In a particular embodiment, the microembossed surface comprises microembossed cavities. The volume of a cavity should preferably be at least 10 pL, and more preferably at least 30 pL. The volume of a cavity can range from 10 pL to 10,000 pL and may be any volume or volume range between 10 pL and 10,000 pL, and preferably from 60 pL to 8,000 pL and may be any volume or volume range between 60 pL and 8,000 pL. Other useful ranges of cavity volume include from 200 pL to 8,000 pL, and from 300 pL to 6,000 pL and may be any volume or range of volumes between 200 pL and 8,000 pL. Examples of topographies for cavities include conical cavities with angular, planar walls; truncated pyramid cavities with angular, planar walls; and cube-corner shaped cavities. Cavity depths can range from 15 to 150 micrometers and may be any depth or range of depths between 15 and 150 micrometers.
The microembossed pattern may be regular or random as described in U.S. Patent No. 6,386,699; U.S. Patent 6,649,249 also WO 00/73082; and U.S. Application Nos. 2003/0235678 and 2003/0235677, filed on June 25, 2002, respectively.
The substrate used in the ink receptor medium can generally be made from any polymer capable of being microembossed by methods known in the art. The substrate can be a solid film. The substrate can be transparent, translucent, or opaque, depending on desired usage. The substrate can be clear or tinted, depending on desired usage. The substrate can be optically transmissive, optically reflective, or optically retroreflective, depending on desired usage. The materials of the substrate may also depend upon the durability requirements of an image for a particular application, for example, an identification or security card. For such applications, poly(butylene terephthalate)-containing materials are preferred.
Nonlimiting examples of polymeric materials for use in such substrates include thermoplastics, such as those comprising polyolefins, poly(vinyl chloride), copolymers of ethylene with vinyl acetate or vinyl alcohol, polycarbonate, poly(butylene terephthalate), norbomene copolymers, fluorinated thermoplastics such as copolymers and terpolymers of hexafluoropropylene and surface modified versions thereof, poly(ethylene terephthalate), and copolymers thereof, polyurethanes, polyimides, polyamides, acrylics, plasticized polyvinyl alcohols, blends of polyvinylpyrrolidone and ethylene acrylic acid copolymer (Primacor^™, available from Dow Chemical Company) and filled versions of the above using fillers such as silicates, polymeric beads, aluminates, feldspar, talc, calcium carbonate, titanium dioxide, and the like. Also useful in the application are non-wovens, coextruded films, and laminated films made from the materials listed above.

GIVEN INSTRUCTION.
Answer these from the passage on microembossed ink receptor media:
(a) What range of cavity depths does it give?
(b) Which materials does it prefer for applications such as an identification or security card?
(c) Which company is named as the source of Primacor?

ENTRIES SHOWN.
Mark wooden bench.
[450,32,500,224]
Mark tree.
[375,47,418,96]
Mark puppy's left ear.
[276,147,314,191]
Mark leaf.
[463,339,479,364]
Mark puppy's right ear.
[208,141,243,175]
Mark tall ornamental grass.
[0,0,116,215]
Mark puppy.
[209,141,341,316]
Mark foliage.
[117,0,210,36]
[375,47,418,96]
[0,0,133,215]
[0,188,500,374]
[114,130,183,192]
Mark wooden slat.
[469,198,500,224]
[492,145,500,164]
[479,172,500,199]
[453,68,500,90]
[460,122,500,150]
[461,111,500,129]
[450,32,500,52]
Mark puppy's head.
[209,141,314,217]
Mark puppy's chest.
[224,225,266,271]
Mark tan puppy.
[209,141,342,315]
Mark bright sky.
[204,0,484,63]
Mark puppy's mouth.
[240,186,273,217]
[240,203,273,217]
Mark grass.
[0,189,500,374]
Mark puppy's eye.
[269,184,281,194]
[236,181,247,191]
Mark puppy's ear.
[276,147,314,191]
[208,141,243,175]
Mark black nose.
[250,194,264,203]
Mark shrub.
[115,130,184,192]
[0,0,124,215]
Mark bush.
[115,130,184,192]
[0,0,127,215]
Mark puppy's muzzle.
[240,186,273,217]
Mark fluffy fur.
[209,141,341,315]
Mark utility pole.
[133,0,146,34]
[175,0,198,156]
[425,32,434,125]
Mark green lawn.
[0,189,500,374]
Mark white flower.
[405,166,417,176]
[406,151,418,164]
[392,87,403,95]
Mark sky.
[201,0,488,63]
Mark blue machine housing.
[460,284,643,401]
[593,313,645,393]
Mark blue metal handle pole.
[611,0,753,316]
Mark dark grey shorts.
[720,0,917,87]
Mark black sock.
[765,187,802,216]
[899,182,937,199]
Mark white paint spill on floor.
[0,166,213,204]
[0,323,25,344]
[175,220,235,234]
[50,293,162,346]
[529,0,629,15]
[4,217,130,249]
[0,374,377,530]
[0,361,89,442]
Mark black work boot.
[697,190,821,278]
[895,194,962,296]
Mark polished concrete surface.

ANSWER TO THIS TASK.
(a) 15 to 150 micrometers
(b) Poly(butylene terephthalate)-containing materials
(c) Dow Chemical Company